• [Vorliegender Text]
Herzklopfen am Nordkap

Christine Sollerer-Schnaiter

von Christine Sollerer-Schnaiter

Story

Meine Gedanken gehen immer wieder zum Nordkap. Hab ich das wirklich erlebt? Könnt ihr mir das glauben? Von meiner Reise zum Nordkap habe ich schon viel geschrieben. Der Weg war mir fast wichtiger als das Ziel. Obwohl natürlich, auf diesem Felsen zu stehen, das sich kräuselnde Eismeer zu Füßen, in die Arktis blickend, war schon ein erhebendes Erlebnis. Wir fielen uns in die Arme und lachten und weinten, obwohl wir dieses Ziel ganz ohne Anstrengung erreichten, kutschiert mit Schiff und Bus und nur ein kurzer Fußweg. Würden wir die Mitternachtssonne sehen? Mir war es nicht mehr so wichtig – ich bin in Hammerfest auf diesem Berg gesessen und habe die hellste Nacht meines Lebens und die nicht untergehende Sonne erlebt – magisch.

[Daten zur Koordinatenbeschriftung]

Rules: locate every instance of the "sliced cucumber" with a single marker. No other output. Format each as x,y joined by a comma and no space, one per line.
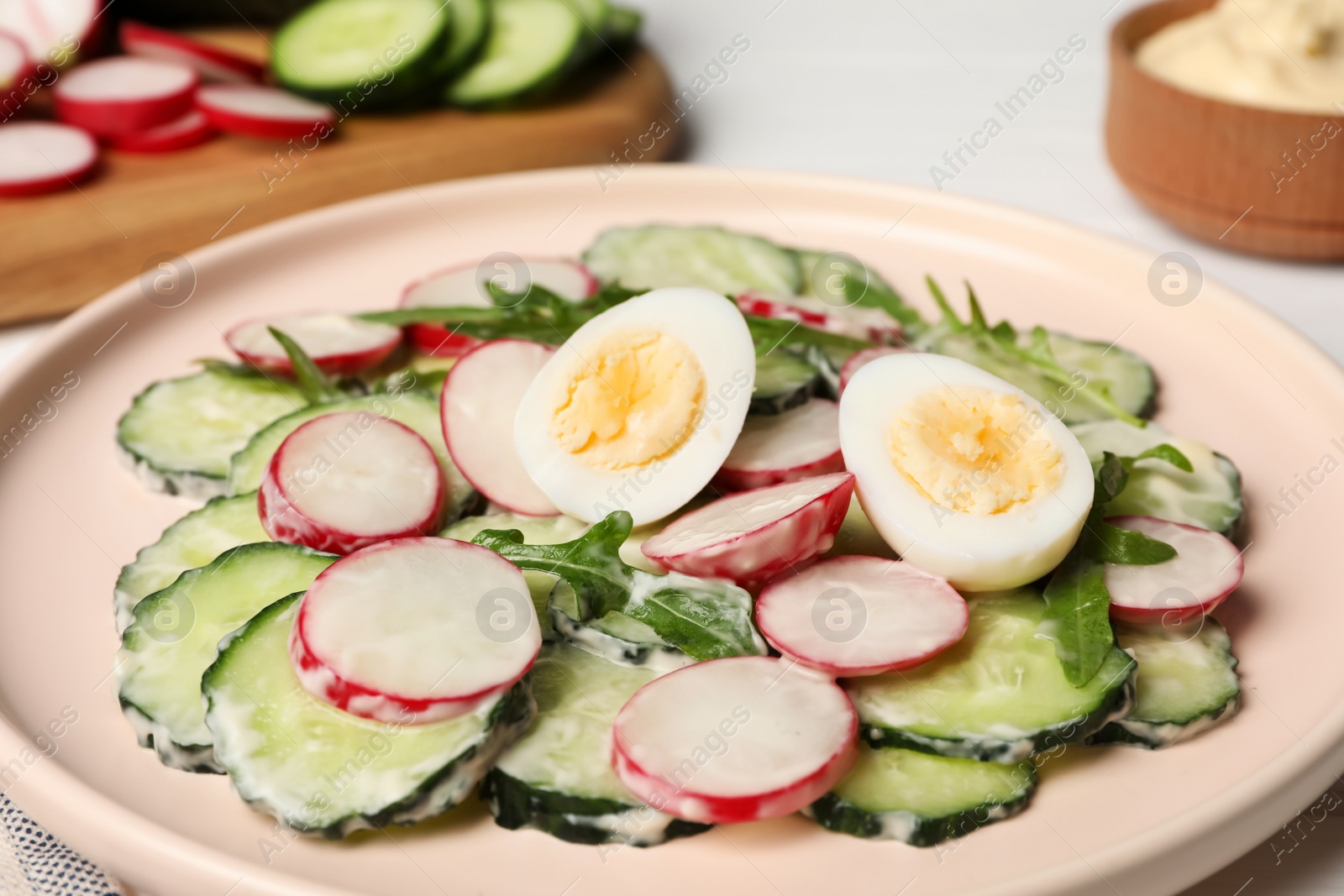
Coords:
1210,496
360,54
1187,683
711,257
922,799
470,22
192,542
615,637
537,530
1128,376
558,777
783,382
999,694
174,636
326,772
414,409
531,46
179,434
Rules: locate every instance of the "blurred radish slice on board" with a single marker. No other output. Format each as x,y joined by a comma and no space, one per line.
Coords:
38,157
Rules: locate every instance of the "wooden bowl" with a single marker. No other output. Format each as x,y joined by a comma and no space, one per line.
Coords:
1253,181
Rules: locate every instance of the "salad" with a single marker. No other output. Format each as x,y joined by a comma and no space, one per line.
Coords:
696,530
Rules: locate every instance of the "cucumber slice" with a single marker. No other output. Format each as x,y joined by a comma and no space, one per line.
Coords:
192,542
470,22
616,637
1128,376
998,694
922,799
179,434
784,382
362,54
1210,496
531,46
326,772
558,777
1187,683
414,409
537,530
174,634
711,257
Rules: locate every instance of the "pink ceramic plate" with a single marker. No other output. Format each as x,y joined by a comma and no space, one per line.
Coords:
1105,821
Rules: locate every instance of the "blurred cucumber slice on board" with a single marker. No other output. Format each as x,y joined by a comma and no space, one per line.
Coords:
362,54
531,45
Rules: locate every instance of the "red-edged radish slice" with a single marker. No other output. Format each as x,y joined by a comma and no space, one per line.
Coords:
429,626
862,358
870,324
732,741
15,63
124,96
190,130
38,157
51,29
344,481
464,285
214,65
784,448
753,537
1206,569
862,616
338,343
268,113
479,402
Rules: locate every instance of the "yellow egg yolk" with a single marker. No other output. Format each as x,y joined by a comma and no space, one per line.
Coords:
974,450
628,399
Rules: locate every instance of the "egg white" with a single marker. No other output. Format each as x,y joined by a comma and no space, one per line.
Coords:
716,332
974,553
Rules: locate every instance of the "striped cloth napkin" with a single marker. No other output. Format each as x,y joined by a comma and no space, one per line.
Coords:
33,862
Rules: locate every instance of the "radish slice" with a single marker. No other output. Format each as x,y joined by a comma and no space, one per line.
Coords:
124,96
425,626
871,324
732,741
38,157
753,537
477,407
859,359
51,29
862,616
784,448
344,481
338,343
1206,569
264,112
213,63
188,130
465,286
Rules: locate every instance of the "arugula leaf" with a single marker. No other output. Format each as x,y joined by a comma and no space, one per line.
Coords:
705,618
1003,343
1077,613
315,385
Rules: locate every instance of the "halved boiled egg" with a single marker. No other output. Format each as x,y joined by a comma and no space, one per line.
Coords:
964,474
640,407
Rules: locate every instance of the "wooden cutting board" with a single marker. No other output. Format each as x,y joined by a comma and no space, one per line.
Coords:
66,249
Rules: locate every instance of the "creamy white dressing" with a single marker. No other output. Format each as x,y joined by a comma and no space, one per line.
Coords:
1274,54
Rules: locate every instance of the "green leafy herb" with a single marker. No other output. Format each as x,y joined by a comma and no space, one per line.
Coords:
1077,613
1005,344
315,385
703,618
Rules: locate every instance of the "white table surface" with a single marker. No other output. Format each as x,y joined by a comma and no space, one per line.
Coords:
884,89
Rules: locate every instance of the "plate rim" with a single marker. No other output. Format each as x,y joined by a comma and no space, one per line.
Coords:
1274,790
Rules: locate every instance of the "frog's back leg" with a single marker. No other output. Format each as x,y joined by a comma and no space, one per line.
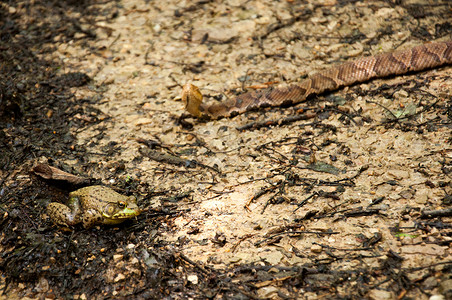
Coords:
62,214
91,217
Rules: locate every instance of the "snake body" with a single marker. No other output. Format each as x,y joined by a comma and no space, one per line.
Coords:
421,57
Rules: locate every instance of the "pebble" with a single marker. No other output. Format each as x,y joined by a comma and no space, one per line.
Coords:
316,248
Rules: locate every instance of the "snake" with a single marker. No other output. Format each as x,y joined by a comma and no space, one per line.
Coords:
418,58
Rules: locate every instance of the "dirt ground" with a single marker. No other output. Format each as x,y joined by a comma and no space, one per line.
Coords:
353,202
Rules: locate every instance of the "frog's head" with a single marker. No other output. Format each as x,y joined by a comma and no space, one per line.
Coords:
117,211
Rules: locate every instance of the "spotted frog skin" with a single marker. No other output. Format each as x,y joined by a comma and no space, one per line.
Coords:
93,205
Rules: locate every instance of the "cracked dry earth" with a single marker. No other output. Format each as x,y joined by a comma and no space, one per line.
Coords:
384,173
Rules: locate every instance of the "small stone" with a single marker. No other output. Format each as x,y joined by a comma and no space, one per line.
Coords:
117,257
316,248
193,278
380,294
268,292
119,277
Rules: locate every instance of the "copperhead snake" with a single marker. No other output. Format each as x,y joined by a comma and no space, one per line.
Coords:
421,57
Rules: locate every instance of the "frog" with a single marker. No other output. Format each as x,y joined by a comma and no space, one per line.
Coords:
93,205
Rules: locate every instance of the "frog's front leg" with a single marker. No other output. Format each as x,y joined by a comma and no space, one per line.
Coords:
91,217
65,215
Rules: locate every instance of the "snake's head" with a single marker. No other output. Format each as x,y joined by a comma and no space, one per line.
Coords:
192,98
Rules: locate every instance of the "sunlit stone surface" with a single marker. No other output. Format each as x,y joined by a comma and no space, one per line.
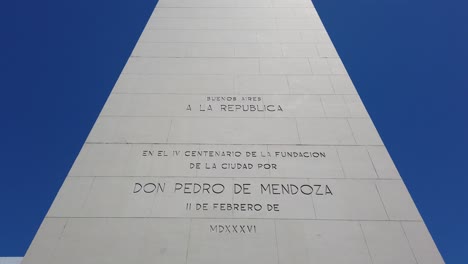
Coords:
10,260
233,135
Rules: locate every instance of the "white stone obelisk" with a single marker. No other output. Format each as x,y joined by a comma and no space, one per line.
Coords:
233,135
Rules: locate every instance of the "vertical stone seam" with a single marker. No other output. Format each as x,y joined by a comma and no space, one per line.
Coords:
188,241
381,201
276,240
372,161
409,243
365,241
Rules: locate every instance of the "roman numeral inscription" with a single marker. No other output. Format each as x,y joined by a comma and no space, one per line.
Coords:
233,135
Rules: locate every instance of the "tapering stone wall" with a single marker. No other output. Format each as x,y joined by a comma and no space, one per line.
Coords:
233,135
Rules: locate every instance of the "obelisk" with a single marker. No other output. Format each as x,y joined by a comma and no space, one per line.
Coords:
233,135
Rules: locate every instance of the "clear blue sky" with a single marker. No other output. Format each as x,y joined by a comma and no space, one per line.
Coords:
407,58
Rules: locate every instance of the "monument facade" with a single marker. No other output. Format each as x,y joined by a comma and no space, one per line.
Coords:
233,135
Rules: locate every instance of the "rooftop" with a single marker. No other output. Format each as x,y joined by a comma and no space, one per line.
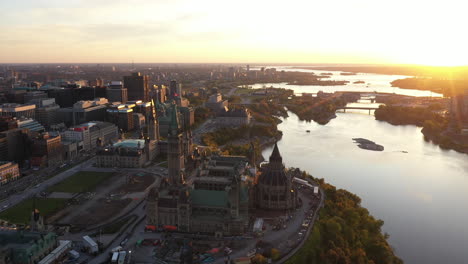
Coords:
131,143
209,198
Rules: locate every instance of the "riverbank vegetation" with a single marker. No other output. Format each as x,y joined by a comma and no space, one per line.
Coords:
318,109
227,135
435,127
345,233
446,87
439,72
402,115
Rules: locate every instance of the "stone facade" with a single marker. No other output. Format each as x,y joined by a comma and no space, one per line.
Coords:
274,189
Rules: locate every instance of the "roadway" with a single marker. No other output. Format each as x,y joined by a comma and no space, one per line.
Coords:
14,199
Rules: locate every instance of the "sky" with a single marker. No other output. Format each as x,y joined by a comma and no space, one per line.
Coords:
243,31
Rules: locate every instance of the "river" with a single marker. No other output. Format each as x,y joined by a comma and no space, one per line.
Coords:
372,83
420,194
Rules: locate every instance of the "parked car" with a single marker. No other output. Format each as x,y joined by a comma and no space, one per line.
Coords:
124,242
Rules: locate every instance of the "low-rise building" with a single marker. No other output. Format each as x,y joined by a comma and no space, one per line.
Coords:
215,102
84,111
18,110
8,171
47,150
92,134
122,116
130,153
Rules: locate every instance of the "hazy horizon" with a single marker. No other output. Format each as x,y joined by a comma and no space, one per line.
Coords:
255,32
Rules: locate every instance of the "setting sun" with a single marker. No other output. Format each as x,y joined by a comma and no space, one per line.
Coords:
297,31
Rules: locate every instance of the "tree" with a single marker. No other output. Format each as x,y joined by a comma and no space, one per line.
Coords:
259,259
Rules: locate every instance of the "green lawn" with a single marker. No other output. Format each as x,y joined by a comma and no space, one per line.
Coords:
83,181
21,213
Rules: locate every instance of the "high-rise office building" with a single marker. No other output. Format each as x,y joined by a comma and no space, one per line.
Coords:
116,92
137,87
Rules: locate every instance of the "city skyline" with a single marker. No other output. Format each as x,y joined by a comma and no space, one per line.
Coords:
361,32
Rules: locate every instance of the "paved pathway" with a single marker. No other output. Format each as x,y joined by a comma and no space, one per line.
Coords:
36,190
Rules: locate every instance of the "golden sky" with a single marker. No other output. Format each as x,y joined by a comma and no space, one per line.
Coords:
245,31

• [Auftrag]
Gib aus dem Text über das Nordkap die Passage von „von Christine Sollerer-Schnaiter“ bis „erlebt – magisch.“ wortgetreu wieder.

• [Vollständige Ausgabe]
von Christine Sollerer-Schnaiter

Story

Meine Gedanken gehen immer wieder zum Nordkap. Hab ich das wirklich erlebt? Könnt ihr mir das glauben? Von meiner Reise zum Nordkap habe ich schon viel geschrieben. Der Weg war mir fast wichtiger als das Ziel. Obwohl natürlich, auf diesem Felsen zu stehen, das sich kräuselnde Eismeer zu Füßen, in die Arktis blickend, war schon ein erhebendes Erlebnis. Wir fielen uns in die Arme und lachten und weinten, obwohl wir dieses Ziel ganz ohne Anstrengung erreichten, kutschiert mit Schiff und Bus und nur ein kurzer Fußweg. Würden wir die Mitternachtssonne sehen? Mir war es nicht mehr so wichtig – ich bin in Hammerfest auf diesem Berg gesessen und habe die hellste Nacht meines Lebens und die nicht untergehende Sonne erlebt – magisch.